**Dataset entries**:
= Beginning of Section =

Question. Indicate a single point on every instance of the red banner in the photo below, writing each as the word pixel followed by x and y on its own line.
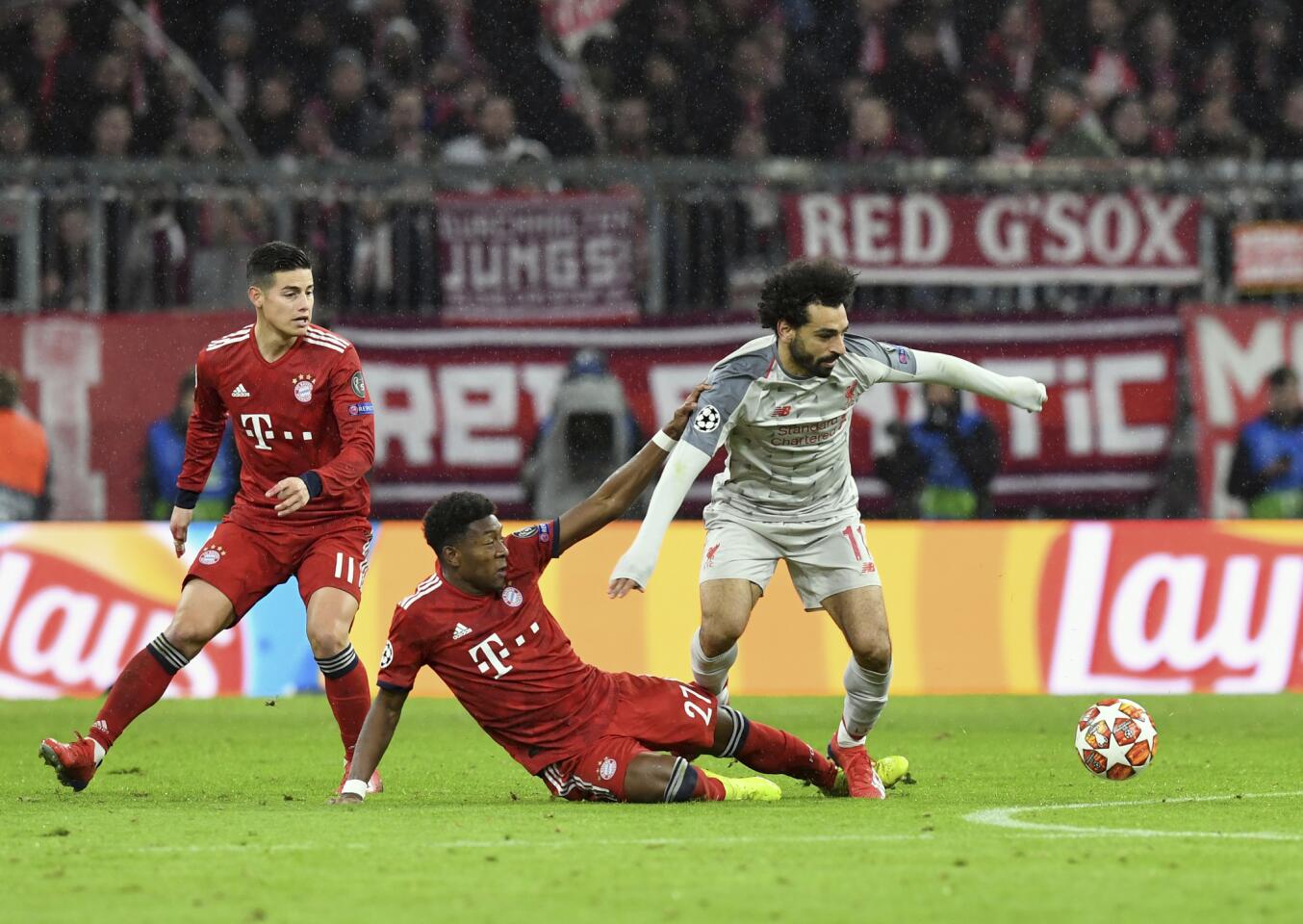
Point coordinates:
pixel 1145 607
pixel 960 240
pixel 538 258
pixel 463 407
pixel 1232 350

= End of Section =

**Instructions for the task**:
Omitting the pictures, write out the material above exactly as it stands.

**Reply to the task**:
Question. Indicate a single point on every instance of the red banner in the photo below, writing each as the word pixel followed by x and y on its own line.
Point coordinates:
pixel 1145 607
pixel 960 240
pixel 538 258
pixel 463 407
pixel 1232 350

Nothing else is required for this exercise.